═══ Data for the task

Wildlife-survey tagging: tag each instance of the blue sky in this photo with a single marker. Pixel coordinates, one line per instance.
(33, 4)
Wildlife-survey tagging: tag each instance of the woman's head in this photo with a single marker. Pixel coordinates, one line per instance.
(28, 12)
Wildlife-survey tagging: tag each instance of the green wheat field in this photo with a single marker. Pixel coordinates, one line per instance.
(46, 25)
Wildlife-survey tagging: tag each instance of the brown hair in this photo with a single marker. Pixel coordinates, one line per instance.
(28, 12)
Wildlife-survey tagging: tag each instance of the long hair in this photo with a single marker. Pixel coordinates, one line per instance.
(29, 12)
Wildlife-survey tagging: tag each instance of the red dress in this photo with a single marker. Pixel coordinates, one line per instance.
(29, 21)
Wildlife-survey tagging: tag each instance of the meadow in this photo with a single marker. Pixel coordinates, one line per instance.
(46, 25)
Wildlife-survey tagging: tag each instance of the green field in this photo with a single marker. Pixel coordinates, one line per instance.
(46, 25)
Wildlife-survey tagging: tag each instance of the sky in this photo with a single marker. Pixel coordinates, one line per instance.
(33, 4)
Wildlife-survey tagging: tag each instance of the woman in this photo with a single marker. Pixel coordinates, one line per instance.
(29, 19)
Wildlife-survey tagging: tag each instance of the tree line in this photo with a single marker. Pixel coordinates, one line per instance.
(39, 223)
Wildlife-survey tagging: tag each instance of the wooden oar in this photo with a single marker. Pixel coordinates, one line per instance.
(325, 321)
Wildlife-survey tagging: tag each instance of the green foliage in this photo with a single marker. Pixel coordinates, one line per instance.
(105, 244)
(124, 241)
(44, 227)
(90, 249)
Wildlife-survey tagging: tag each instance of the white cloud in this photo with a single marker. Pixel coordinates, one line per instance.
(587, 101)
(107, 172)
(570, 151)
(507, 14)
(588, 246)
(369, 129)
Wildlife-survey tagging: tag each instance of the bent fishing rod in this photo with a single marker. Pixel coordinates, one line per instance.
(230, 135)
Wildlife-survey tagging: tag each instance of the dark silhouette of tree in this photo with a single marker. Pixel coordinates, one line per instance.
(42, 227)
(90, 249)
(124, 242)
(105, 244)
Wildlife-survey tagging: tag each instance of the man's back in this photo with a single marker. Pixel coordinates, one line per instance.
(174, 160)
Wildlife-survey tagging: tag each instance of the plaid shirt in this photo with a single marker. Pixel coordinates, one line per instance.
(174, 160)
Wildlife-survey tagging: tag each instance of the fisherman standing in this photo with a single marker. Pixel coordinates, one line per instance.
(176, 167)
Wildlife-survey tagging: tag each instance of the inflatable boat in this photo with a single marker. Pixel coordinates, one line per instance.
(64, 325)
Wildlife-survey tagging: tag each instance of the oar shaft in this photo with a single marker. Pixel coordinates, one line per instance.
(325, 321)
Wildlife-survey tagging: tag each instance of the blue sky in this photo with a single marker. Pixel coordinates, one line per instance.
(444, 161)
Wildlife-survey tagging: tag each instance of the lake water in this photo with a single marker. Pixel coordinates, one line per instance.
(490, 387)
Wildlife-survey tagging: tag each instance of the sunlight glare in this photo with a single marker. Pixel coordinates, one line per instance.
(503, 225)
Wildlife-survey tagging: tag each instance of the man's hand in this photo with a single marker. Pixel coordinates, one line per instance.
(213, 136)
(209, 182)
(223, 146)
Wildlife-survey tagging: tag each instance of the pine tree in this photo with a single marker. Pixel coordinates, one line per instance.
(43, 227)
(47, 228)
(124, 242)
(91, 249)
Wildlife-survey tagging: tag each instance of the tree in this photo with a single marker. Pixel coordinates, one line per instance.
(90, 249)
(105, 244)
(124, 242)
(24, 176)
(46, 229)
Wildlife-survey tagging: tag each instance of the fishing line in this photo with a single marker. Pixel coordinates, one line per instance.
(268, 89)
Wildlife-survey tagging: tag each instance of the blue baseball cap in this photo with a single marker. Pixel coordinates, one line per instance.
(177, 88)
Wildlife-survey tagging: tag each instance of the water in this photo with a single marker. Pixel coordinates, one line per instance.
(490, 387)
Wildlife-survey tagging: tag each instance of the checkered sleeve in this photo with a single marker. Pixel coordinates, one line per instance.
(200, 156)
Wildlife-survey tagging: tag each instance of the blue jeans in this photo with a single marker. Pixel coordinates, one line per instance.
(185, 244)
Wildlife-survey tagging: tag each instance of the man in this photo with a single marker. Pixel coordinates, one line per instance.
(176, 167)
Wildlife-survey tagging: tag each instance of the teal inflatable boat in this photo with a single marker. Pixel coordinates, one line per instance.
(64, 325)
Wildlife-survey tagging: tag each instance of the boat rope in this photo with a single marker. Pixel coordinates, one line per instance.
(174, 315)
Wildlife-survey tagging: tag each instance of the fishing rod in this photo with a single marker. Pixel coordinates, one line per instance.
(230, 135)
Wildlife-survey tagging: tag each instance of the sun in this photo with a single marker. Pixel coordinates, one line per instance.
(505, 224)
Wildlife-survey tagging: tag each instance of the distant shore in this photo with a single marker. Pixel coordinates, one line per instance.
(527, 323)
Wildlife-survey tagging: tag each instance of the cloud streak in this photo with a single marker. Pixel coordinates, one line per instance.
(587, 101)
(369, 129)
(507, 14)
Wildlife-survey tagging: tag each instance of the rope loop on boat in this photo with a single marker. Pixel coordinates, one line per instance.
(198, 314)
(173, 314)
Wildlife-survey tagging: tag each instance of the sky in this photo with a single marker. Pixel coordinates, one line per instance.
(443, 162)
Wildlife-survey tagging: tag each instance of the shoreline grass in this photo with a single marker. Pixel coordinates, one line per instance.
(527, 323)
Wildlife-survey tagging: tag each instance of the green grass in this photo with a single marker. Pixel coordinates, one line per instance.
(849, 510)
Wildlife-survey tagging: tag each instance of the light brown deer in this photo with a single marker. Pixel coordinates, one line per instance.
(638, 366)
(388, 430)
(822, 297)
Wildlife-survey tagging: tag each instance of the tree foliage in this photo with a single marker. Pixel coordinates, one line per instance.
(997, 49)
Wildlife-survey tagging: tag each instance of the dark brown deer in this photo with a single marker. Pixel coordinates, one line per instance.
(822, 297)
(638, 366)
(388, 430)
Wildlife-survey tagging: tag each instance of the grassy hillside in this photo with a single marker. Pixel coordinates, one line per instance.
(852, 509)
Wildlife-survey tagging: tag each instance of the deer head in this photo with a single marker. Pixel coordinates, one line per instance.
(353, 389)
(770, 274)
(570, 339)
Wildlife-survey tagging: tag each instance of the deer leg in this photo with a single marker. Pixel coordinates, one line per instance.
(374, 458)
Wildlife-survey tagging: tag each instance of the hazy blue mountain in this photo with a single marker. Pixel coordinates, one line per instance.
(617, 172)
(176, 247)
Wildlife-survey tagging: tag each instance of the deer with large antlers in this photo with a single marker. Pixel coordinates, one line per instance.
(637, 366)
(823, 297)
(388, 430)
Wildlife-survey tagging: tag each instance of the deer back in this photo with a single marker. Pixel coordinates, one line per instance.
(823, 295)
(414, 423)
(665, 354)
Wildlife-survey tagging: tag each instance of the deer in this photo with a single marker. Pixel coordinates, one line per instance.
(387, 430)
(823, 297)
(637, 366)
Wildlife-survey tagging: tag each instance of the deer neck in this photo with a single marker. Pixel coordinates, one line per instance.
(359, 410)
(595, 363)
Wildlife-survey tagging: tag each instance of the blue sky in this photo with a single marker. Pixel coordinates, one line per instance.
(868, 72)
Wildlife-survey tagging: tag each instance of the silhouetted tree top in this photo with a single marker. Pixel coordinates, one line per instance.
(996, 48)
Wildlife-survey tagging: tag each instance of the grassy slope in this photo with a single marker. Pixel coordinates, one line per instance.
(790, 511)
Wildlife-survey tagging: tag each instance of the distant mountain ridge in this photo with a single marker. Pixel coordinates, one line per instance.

══════

Aim
Repeat exactly the lines from the line containing "Wildlife-survey tagging: tag each instance of the deer head" through the end of the listing above; both boundary lines are part of the output.

Right answer
Wildlife-survey tagging: tag each instance of the deer head in this photo with a single marker. Pixel coordinates, one line per instance.
(353, 389)
(770, 274)
(570, 339)
Wildlife-survey tagging: tag each instance of the deer leg in this photo with a single marker. Pixel coordinates, one line per instance.
(374, 458)
Wildlife-survey tagging: tag each instance of the hazy blue mountain in this photo with a single marker. Pixel coordinates, one line per instance.
(617, 172)
(176, 247)
Wildlife-survey tagging: tag each instance of the deer with large antlers in this photo with a single marker. Pixel coordinates, one line per instance.
(637, 366)
(823, 297)
(388, 430)
Wildlife-survey tagging: tag each instance of the deer back in this photo with a single marker. Pixel coordinates, one line per instance.
(823, 295)
(414, 423)
(665, 354)
Wildlife-survey tagging: tag each instance of the deer in this photo with a single marker. Pixel coordinates, one line per instance.
(387, 430)
(823, 297)
(637, 366)
Wildlife-survey tagging: tag each instance of the deer neck in this photo with a single marker. Pixel coordinates, one line per instance.
(359, 410)
(595, 363)
Wildlife-survey tagging: tag each instance of the blue sky in this photo with a single marker. Pixel coordinates, one line per instance.
(868, 72)
Wildlife-survey tagging: tag each instance of the silhouetted tree top in this photo with a single marker. Pixel coordinates, one line per instance.
(996, 48)
Wildlife-survey tagging: tag each instance of the grassy slope in this photo with a single marker. Pixel coordinates, one line per instance.
(790, 511)
Wildlife-survey tagging: tag each instance of the distant mountain ridge in this photo with a single marker. Pixel coordinates, one line per instance.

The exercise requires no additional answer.